** Opening EXERCISE TEXT block **

# Zhp Owners...



## dcrocker (Dec 12, 2004)

2bor!2b said:


> An internet manager agreed to order an ZHP to my spec for 750 over invoice before
> I got off-the-lot another one close to my spec and several dealer miles for 1500 under.
> 
> I dealt only with Internet managers these days, over the phone or via email. They
> are much more reasonable then traditional sales guy.


I agree; only deal with internet or fleet managers. I contacted them by using the
free quote link thru edmunds.com. I gave specific instructions to reply only
via email and immediately rejected anyone who didn't follow these instructions. I suppose
I could have given a fake phone number to prevent calls but I looked at
this as a nice way to weed out the dealers who weren't willing to work with me the
way I wanted to work. One local dealer replied immediately with an offer of $750
over invoice. By the time I'd already set up an appt for a test drive, another
replied with an offer of $1500 over. I told the second guy I had a much better offer,
he asked how much better, I told him and he offered $500 over. I gave the first guy
the chance to match it and he did. At the time, I hadn't decided if I was going
to buy off the lot or order the car. I ended up ordering the car and the price didn't
change. I'm not sure why I got such a good deal. It was mid-december so perhaps
there were quotas to be met.

I can't see any reason to work with a salesguy. For me, there was no downside and
the experience was actually quite pleasant.

If you live in the SF bay area and are looking to buy, send me a private mesage
and I'll pass along the contact info for the guy I worked with.

Dan


----------



## blm (Jan 2, 2005)

** Closing EXERCISE TEXT block **
** Opening DATA TO EXAMINE block **

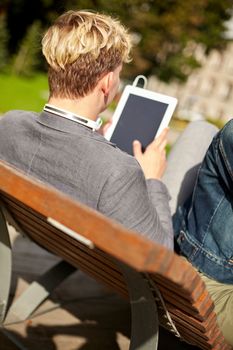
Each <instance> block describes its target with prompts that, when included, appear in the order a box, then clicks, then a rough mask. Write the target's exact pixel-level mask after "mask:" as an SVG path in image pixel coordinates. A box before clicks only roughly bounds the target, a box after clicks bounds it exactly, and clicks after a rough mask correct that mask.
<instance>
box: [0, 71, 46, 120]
mask: <svg viewBox="0 0 233 350" xmlns="http://www.w3.org/2000/svg"><path fill="white" fill-rule="evenodd" d="M0 91H1V94H0V113H4V112H6V111H9V110H12V109H25V110H32V111H36V112H39V111H41V109H42V107H43V105H44V104H45V103H46V101H47V98H48V83H47V76H46V75H43V74H37V75H36V76H34V77H32V78H23V77H18V76H14V75H7V74H0Z"/></svg>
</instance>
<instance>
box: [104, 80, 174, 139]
mask: <svg viewBox="0 0 233 350" xmlns="http://www.w3.org/2000/svg"><path fill="white" fill-rule="evenodd" d="M129 94H133V95H137V96H142V97H146V98H149V99H152V100H156V101H160V102H164V103H166V104H167V105H168V107H167V109H166V112H165V114H164V117H163V120H162V122H161V124H160V126H159V128H158V131H157V133H156V135H155V137H157V136H158V135H159V134H160V133H161V132H162V130H163V129H164V128H166V127H167V126H168V124H169V122H170V119H171V117H172V114H173V112H174V110H175V108H176V104H177V99H176V98H175V97H172V96H168V95H164V94H160V93H157V92H154V91H151V90H146V89H142V88H139V87H136V86H133V85H126V87H125V88H124V91H123V93H122V95H121V98H120V101H119V103H118V105H117V107H116V109H115V112H114V113H113V116H112V120H111V125H110V126H109V128H108V129H107V131H106V133H105V135H104V137H105V138H106V139H107V140H110V139H111V136H112V134H113V132H114V130H115V127H116V125H117V123H118V120H119V119H120V116H121V112H122V110H123V109H124V106H125V103H126V101H127V99H128V96H129Z"/></svg>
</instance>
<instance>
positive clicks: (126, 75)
mask: <svg viewBox="0 0 233 350" xmlns="http://www.w3.org/2000/svg"><path fill="white" fill-rule="evenodd" d="M77 3H78V5H79V6H84V7H85V8H94V9H96V10H100V11H105V12H107V13H110V14H113V15H115V16H117V17H119V18H120V19H121V20H122V21H123V23H125V24H126V25H127V26H128V27H129V28H130V31H131V32H132V33H133V34H134V37H135V38H136V41H138V42H137V44H136V45H135V48H134V50H133V61H132V63H131V64H130V65H129V66H128V67H127V70H125V71H124V72H123V73H124V74H125V76H126V77H128V78H131V77H134V76H135V75H137V74H145V75H148V76H149V75H151V74H155V75H156V76H157V77H159V78H160V79H161V80H164V81H167V82H169V81H170V80H172V79H174V78H175V79H177V80H179V81H184V80H185V79H186V78H187V77H188V75H189V74H190V72H191V71H192V70H193V69H195V68H196V67H199V66H200V62H198V61H197V59H196V58H195V56H194V50H195V47H196V44H199V43H200V44H203V45H204V46H205V48H206V53H208V52H209V51H210V50H211V49H213V48H217V49H219V50H220V49H223V48H224V47H225V45H226V40H224V39H223V32H224V30H225V27H224V23H225V21H226V20H228V19H229V18H230V11H229V9H230V8H232V0H221V1H219V0H188V1H184V0H166V1H161V0H128V1H125V0H117V1H108V0H83V1H82V0H81V1H77ZM190 43H193V45H192V47H193V50H192V51H191V50H188V51H187V50H186V47H187V45H190Z"/></svg>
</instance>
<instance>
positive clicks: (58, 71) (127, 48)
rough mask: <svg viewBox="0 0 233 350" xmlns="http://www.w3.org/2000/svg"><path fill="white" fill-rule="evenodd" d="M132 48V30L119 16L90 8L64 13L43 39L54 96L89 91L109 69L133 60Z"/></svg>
mask: <svg viewBox="0 0 233 350" xmlns="http://www.w3.org/2000/svg"><path fill="white" fill-rule="evenodd" d="M130 49H131V37H130V34H129V33H128V31H127V29H126V28H125V27H124V26H123V25H122V24H121V23H120V22H119V21H118V20H117V19H114V18H112V17H110V16H108V15H104V14H99V13H94V12H90V11H68V12H66V13H64V14H63V15H61V16H60V17H58V19H57V20H56V21H55V23H54V24H53V25H52V26H51V27H50V28H49V29H48V30H47V32H46V33H45V35H44V37H43V39H42V52H43V54H44V56H45V58H46V60H47V62H48V64H49V71H48V80H49V88H50V96H54V97H62V98H71V99H76V98H79V97H83V96H85V95H87V94H88V93H89V92H91V91H92V90H93V89H94V87H95V86H96V84H97V83H98V80H99V79H100V78H101V77H102V76H103V75H104V74H105V73H107V72H110V71H113V70H114V69H116V68H117V67H118V66H119V65H120V64H121V63H123V62H129V60H130V58H129V53H130Z"/></svg>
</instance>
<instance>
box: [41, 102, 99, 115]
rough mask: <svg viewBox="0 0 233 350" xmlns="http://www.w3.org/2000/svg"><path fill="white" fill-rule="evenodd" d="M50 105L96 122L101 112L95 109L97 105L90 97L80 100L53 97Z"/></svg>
mask: <svg viewBox="0 0 233 350" xmlns="http://www.w3.org/2000/svg"><path fill="white" fill-rule="evenodd" d="M48 103H49V104H50V105H53V106H54V107H57V108H61V109H63V110H66V111H68V112H71V113H74V114H77V115H79V116H83V117H85V118H88V119H91V120H94V121H95V120H96V119H97V118H98V114H99V111H98V110H97V108H94V106H95V105H94V104H93V103H92V102H91V101H90V98H88V97H83V98H80V99H79V100H70V99H64V98H54V97H51V98H50V99H49V101H48Z"/></svg>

** Closing DATA TO EXAMINE block **

**PROBLEM DETAILS**
Retype the whole ZHP thread word for word, with nothing changed or left out. Work from the ZHP thread alone.

**SOLUTION TO THE EXERCISE**
# Zhp Owners...



## dcrocker (Dec 12, 2004)

2bor!2b said:


> An internet manager agreed to order an ZHP to my spec for 750 over invoice before
> I got off-the-lot another one close to my spec and several dealer miles for 1500 under.
> 
> I dealt only with Internet managers these days, over the phone or via email. They
> are much more reasonable then traditional sales guy.


I agree; only deal with internet or fleet managers. I contacted them by using the
free quote link thru edmunds.com. I gave specific instructions to reply only
via email and immediately rejected anyone who didn't follow these instructions. I suppose
I could have given a fake phone number to prevent calls but I looked at
this as a nice way to weed out the dealers who weren't willing to work with me the
way I wanted to work. One local dealer replied immediately with an offer of $750
over invoice. By the time I'd already set up an appt for a test drive, another
replied with an offer of $1500 over. I told the second guy I had a much better offer,
he asked how much better, I told him and he offered $500 over. I gave the first guy
the chance to match it and he did. At the time, I hadn't decided if I was going
to buy off the lot or order the car. I ended up ordering the car and the price didn't
change. I'm not sure why I got such a good deal. It was mid-december so perhaps
there were quotas to be met.

I can't see any reason to work with a salesguy. For me, there was no downside and
the experience was actually quite pleasant.

If you live in the SF bay area and are looking to buy, send me a private mesage
and I'll pass along the contact info for the guy I worked with.

Dan


----------



## blm (Jan 2, 2005)